WHAT TO DO
Below is the data. Give it again, complete and exact.

[Records contained in a dataset]
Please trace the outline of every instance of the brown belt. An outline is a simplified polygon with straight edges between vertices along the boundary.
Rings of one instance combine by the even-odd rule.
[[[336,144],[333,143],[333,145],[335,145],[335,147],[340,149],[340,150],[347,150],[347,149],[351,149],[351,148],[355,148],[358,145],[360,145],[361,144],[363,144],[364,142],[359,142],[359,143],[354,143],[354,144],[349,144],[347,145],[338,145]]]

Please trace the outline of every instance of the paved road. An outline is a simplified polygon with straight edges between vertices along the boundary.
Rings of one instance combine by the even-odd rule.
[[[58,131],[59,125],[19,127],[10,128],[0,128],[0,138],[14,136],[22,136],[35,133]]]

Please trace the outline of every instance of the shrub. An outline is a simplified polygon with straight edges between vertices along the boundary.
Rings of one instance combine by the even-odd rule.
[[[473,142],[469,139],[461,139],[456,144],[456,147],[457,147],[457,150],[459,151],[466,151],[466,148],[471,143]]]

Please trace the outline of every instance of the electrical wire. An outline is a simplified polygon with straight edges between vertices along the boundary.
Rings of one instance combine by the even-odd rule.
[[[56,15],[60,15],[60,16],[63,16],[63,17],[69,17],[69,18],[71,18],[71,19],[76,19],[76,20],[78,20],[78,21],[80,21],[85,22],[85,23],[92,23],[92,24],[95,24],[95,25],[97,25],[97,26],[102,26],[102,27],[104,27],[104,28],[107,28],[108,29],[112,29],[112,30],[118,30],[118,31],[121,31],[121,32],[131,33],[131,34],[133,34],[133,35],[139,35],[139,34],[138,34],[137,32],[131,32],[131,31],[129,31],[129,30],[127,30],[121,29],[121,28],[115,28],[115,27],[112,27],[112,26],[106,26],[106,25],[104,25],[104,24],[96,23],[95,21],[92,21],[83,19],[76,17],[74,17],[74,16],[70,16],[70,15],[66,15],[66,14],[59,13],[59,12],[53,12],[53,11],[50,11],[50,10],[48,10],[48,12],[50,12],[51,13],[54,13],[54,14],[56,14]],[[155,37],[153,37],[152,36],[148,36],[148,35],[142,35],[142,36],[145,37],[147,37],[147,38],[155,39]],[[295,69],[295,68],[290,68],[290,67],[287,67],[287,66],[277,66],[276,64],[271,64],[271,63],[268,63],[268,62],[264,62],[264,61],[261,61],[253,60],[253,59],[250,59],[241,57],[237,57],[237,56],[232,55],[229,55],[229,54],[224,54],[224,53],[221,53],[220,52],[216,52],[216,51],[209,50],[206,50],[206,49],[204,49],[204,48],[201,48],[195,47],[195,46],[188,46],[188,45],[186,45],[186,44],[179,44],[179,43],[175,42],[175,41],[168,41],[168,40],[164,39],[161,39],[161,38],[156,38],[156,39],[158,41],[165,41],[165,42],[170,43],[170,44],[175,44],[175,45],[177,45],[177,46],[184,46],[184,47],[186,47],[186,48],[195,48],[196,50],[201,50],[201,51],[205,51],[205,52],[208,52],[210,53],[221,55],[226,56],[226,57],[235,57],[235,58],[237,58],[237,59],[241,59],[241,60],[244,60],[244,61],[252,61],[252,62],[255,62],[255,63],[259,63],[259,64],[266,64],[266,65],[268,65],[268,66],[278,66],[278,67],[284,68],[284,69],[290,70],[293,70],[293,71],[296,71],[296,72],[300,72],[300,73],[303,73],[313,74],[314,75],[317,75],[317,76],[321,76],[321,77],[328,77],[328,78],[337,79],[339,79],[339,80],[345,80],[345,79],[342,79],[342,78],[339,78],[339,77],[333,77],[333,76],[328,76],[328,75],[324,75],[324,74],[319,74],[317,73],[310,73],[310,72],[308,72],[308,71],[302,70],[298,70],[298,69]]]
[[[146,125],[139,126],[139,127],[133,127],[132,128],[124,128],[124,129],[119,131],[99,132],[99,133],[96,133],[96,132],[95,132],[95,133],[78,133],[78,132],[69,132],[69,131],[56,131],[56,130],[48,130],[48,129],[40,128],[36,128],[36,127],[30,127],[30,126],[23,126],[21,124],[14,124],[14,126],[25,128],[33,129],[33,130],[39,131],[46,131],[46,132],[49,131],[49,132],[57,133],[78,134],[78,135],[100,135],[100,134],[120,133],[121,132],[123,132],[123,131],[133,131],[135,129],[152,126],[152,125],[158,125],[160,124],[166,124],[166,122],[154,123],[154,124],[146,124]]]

RESPONSE TO THIS EXERCISE
Please trace the outline of every instance of the brown belt. An outline is a simplified polygon with straight edges between vertices along the boundary.
Rings of one instance combine by the even-odd rule.
[[[336,144],[333,143],[333,145],[335,145],[335,147],[340,149],[340,150],[347,150],[347,149],[351,149],[351,148],[355,148],[358,145],[360,145],[361,144],[363,144],[364,142],[359,142],[359,143],[354,143],[354,144],[349,144],[347,145],[338,145]]]

Please trace the outline of every instance of the paved road. An outline is a simplified polygon with straight edges between vertices along the boundary.
Rings of one instance combine by the even-odd rule.
[[[58,131],[59,125],[19,127],[10,128],[0,128],[0,138],[14,136],[22,136],[35,133]]]

Please trace the outline of every instance of the shrub. An outline is a simplified polygon with straight edges between vertices along the boundary.
Rings of one instance combine by the even-odd rule.
[[[473,142],[469,139],[461,139],[456,144],[456,147],[457,147],[457,150],[459,151],[466,151],[466,148],[471,143]]]

Please trace the outline of every instance of the electrical wire. An outline is a simplified polygon with straight edges between vertices along the boundary.
Rings of one instance combine by the even-odd rule.
[[[56,15],[60,15],[60,16],[63,16],[63,17],[69,17],[69,18],[71,18],[71,19],[76,19],[76,20],[78,20],[78,21],[80,21],[85,22],[85,23],[92,23],[92,24],[95,24],[95,25],[97,25],[97,26],[102,26],[102,27],[104,27],[104,28],[107,28],[108,29],[112,29],[112,30],[118,30],[118,31],[121,31],[121,32],[131,33],[131,34],[133,34],[133,35],[139,35],[139,34],[138,34],[137,32],[131,32],[131,31],[129,31],[129,30],[127,30],[121,29],[121,28],[115,28],[115,27],[112,27],[112,26],[106,26],[106,25],[104,25],[104,24],[96,23],[95,21],[92,21],[83,19],[76,17],[74,17],[74,16],[70,16],[70,15],[66,15],[66,14],[59,13],[59,12],[53,12],[53,11],[50,11],[50,10],[48,10],[48,12],[50,12],[51,13],[54,13],[54,14],[56,14]],[[155,37],[153,37],[152,36],[148,36],[148,35],[142,35],[142,36],[145,37],[147,37],[147,38],[155,39]],[[295,69],[295,68],[290,68],[290,67],[287,67],[287,66],[277,66],[276,64],[271,64],[271,63],[268,63],[268,62],[264,62],[264,61],[261,61],[253,60],[253,59],[250,59],[241,57],[237,57],[237,56],[232,55],[229,55],[229,54],[224,54],[224,53],[221,53],[220,52],[216,52],[216,51],[209,50],[206,50],[206,49],[204,49],[204,48],[201,48],[195,47],[195,46],[188,46],[188,45],[186,45],[186,44],[179,44],[179,43],[175,42],[175,41],[168,41],[168,40],[164,39],[161,39],[161,38],[156,38],[156,39],[158,41],[165,41],[165,42],[170,43],[170,44],[175,44],[175,45],[177,45],[177,46],[184,46],[184,47],[186,47],[186,48],[195,48],[196,50],[201,50],[201,51],[205,51],[205,52],[208,52],[210,53],[221,55],[226,56],[226,57],[235,57],[235,58],[237,58],[237,59],[241,59],[241,60],[244,60],[244,61],[252,61],[252,62],[255,62],[255,63],[259,63],[259,64],[266,64],[266,65],[268,65],[268,66],[278,66],[278,67],[284,68],[284,69],[290,70],[293,70],[293,71],[296,71],[296,72],[300,72],[300,73],[303,73],[313,74],[314,75],[317,75],[317,76],[321,76],[321,77],[328,77],[328,78],[337,79],[339,79],[339,80],[345,80],[345,79],[342,79],[342,78],[339,78],[339,77],[333,77],[333,76],[328,76],[328,75],[324,75],[324,74],[319,74],[317,73],[310,73],[310,72],[308,72],[308,71],[302,70],[298,70],[298,69]]]
[[[146,125],[139,126],[139,127],[133,127],[132,128],[124,128],[124,129],[119,131],[99,132],[99,133],[96,133],[96,132],[95,132],[95,133],[78,133],[78,132],[69,132],[69,131],[56,131],[56,130],[48,130],[48,129],[40,128],[36,128],[36,127],[30,127],[30,126],[23,126],[21,124],[14,124],[14,126],[25,128],[33,129],[33,130],[39,131],[46,131],[46,132],[49,131],[49,132],[57,133],[78,134],[78,135],[100,135],[100,134],[120,133],[121,132],[123,132],[123,131],[133,131],[135,129],[152,126],[152,125],[158,125],[160,124],[166,124],[166,122],[154,123],[154,124],[146,124]]]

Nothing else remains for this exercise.